§ INSTRUÇÕES DO EXERCÍCIO
(1) Liste todos os candidatos a vereador acompanhados pelo documentário CorPolítica, conforme o relato autobiográfico.
(2) Segundo o relato autobiográfico, em que ano ocorreu a mudança para Los Angeles?
(3) Prossiga com o relato autobiográfico a partir do ponto em que termina.

Comecei a me questionar inclusive sobre o dinheiro. Será que era o dinheiro que me fazia continuar preso dentro do grande armário social e artístico? Meu dinheiro, afinal, vinha do meu trabalho como ator. Nunca fui um artista requisitado para grandes campanhas publicitárias. Imagino que havia um receio por parte dos anunciantes. Deviam pensar: “Esse cara nunca namora uma mulher, vai que lançamos o produto com ele e depois sai a notícia de que é gay…”
Antes, ainda no fim de 2017, em clima de pré-eleição e em meio a essas reflexões, escolhi não renovar com a Globo e assinar com a Netflix. Queria abrir mercados internacionais, ter a experiência de interpretar outros tipos de personagens, estudar mais. Na minha cabeça, pensava que seria menos doloroso me assumir gay e trabalhar como ator morando em outro país.
Em 2019, então, me mudei para Los Angeles. Desde que saí do Brasil, fiz a série australiana Tidelands, a série espanhola Alto Mar e a brasileira Cidade Invisível, do Carlos Saldanha, todas para a Netflix. Agora em 2022, gravaremos uma segunda temporada de Cidade Invisível, em São Paulo.
Pouco depois de chegar aos Estados Unidos, tive curiosidade de conhecer Provincetown, a pequena cidade de Massachusetts que virou referência do ativismo gay quando, nos anos 1980, muitos soropositivos à beira da morte se mudaram para lá em busca de uma rede de apoio. Na cidadezinha, há uma bandeira gay em cada esquina. Dá uma enorme sensação de acolhimento e respeito.
Depois dessa visita, decidi ser produtor executivo de um documentário chamado CorPolítica, que acompanhou quatro candidatos a vereador assumidamente LGBTQIAP+ nas eleições brasileiras de 2020: Erika Hilton e William De Luca, de São Paulo, e Andréa Bak e Monica Benicio, do Rio de Janeiro. A despeito da onda fascista que varreu o Brasil em 2018, a eleição municipal, talvez já em reação ao avanço da extrema direita, bateu o recorde: nunca tantos gays saíram vitoriosos das urnas. De acordo com a Aliança Nacional LGBTI+, foram mais de setenta pessoas. O documentário discute a representatividade na política, como era antes e como é hoje. Também estou formatando outro documentário sobre a história da Aids no Brasil e o pioneirismo brasileiro na distribuição de remédios e antivirais.

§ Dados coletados
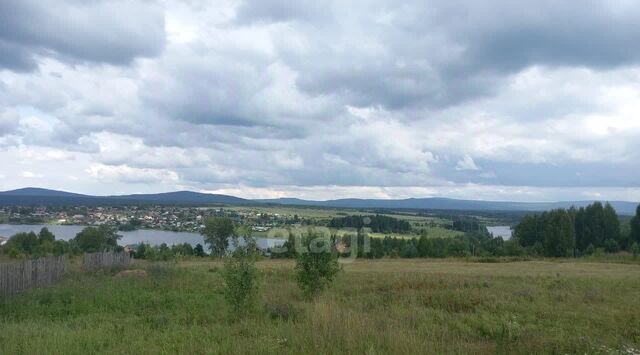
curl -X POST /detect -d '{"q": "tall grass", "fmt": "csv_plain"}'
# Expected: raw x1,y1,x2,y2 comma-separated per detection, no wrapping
0,260,640,354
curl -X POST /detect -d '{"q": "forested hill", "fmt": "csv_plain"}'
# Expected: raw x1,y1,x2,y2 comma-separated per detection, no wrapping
329,215,411,233
255,197,638,216
0,188,638,216
0,188,254,205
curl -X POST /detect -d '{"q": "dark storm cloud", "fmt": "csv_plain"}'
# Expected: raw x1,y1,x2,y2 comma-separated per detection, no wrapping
0,0,165,71
232,0,640,109
0,0,640,198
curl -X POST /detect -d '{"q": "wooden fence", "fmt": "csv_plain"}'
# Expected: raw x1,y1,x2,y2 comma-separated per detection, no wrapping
0,256,65,296
83,252,131,271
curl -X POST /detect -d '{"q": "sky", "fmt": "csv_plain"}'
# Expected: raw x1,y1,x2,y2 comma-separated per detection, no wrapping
0,0,640,201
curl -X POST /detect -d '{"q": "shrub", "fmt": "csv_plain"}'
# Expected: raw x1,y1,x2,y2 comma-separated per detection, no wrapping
295,233,340,299
604,239,620,253
222,236,258,316
631,243,640,259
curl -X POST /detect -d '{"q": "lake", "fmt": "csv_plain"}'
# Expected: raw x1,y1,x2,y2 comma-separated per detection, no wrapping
0,224,285,249
487,226,512,240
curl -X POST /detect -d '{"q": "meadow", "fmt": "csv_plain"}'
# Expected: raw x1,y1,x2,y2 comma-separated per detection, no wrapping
0,259,640,354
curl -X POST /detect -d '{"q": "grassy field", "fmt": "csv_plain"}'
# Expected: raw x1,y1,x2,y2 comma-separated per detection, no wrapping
0,259,640,354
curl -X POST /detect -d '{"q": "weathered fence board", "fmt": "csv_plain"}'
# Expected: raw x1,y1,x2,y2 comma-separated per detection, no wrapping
83,252,131,271
0,256,65,296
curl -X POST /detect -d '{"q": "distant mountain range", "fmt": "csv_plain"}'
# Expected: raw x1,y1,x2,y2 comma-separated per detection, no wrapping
256,197,638,215
0,188,638,215
0,187,249,205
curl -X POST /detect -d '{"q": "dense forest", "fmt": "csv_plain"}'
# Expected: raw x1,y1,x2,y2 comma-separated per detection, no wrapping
514,202,640,257
329,215,411,233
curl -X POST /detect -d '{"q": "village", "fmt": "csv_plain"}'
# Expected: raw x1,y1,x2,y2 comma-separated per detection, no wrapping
0,205,297,235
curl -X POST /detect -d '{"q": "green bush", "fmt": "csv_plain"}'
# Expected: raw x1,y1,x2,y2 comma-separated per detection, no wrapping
222,236,258,316
295,233,340,299
631,243,640,258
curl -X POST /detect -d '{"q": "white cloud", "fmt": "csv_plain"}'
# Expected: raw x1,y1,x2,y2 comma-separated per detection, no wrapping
456,155,480,170
0,0,640,199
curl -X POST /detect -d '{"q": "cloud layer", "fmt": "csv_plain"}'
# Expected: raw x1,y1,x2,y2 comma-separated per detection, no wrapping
0,0,640,200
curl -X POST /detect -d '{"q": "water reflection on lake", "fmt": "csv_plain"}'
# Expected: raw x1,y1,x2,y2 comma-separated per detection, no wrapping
487,226,512,240
0,224,285,249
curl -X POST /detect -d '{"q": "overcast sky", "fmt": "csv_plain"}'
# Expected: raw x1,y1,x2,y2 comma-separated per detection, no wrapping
0,0,640,201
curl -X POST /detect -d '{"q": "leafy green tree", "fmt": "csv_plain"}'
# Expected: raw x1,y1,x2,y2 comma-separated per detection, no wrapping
629,206,640,243
295,233,340,299
193,243,207,257
4,232,40,256
222,233,259,316
400,243,420,259
513,213,546,247
38,227,56,243
604,238,620,253
631,242,640,259
202,217,235,256
544,209,576,257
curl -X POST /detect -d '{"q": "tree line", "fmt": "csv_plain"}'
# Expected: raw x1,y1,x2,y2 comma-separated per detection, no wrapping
0,225,123,258
513,202,640,257
329,214,411,233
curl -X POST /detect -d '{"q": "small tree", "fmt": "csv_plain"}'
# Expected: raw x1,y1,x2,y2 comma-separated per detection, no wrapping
193,243,207,257
295,233,340,299
631,243,640,259
222,233,258,316
202,217,235,256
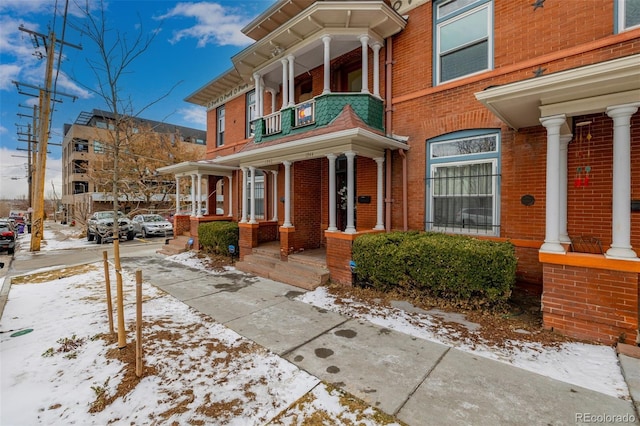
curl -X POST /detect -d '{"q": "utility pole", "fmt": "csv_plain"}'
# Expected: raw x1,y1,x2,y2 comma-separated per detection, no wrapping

§ RESPOSTAS POR ITEM
(1) Erika Hilton, William De Luca, Andréa Bak e Monica Benicio.

(2) Em 2019.

(3)
Tudo isso aconteceu depois de Provincetown, onde ocorreu outro encontro: ali, conheci o Marco Calvani, o cineasta italiano por quem me apaixonei. Estamos juntos há um ano e meio. Foi Marco que, no feriado norte-americano de Ação de Graças, postou uma foto nossa de mãos dadas. Ele me avisou antes. Eu topei, mas senti uma certa apreensão. Qual seria a reação das pessoas? Ele postou, e ficamos esperando. Começaram a pipocar alguns comentários na rede. Então, decidi repostar a foto com um stories na minha própria rede. Escrevi “choca zero pessoas” para tirar onda com os comentários do tipo “ah, mas eu já sabia”. Postei e fiquei com um frio na barriga.
Logo comecei a receber muitas, muitas mensagens de amigos, de colegas de trabalho, de fãs. Recebi mais parabéns do que no dia do meu aniversário. Foi uma libertação. Uma festa. Nada como viver às claras, ser o que se é em privado e em público. Talvez os futuros galãs não sintam o mesmo medo que eu senti de perder minha carreira. Bolsonaro trouxe uma onda de ódio inacreditável, mas o efeito colateral foi fortalecer todos nós, gays. Naquele feriado, as respostas foram um alento imenso, o acolhimento de um mundo inteiro. Marco e eu convidamos uns amigos para comemorar. Tomei um porre. E hoje me sinto invencível.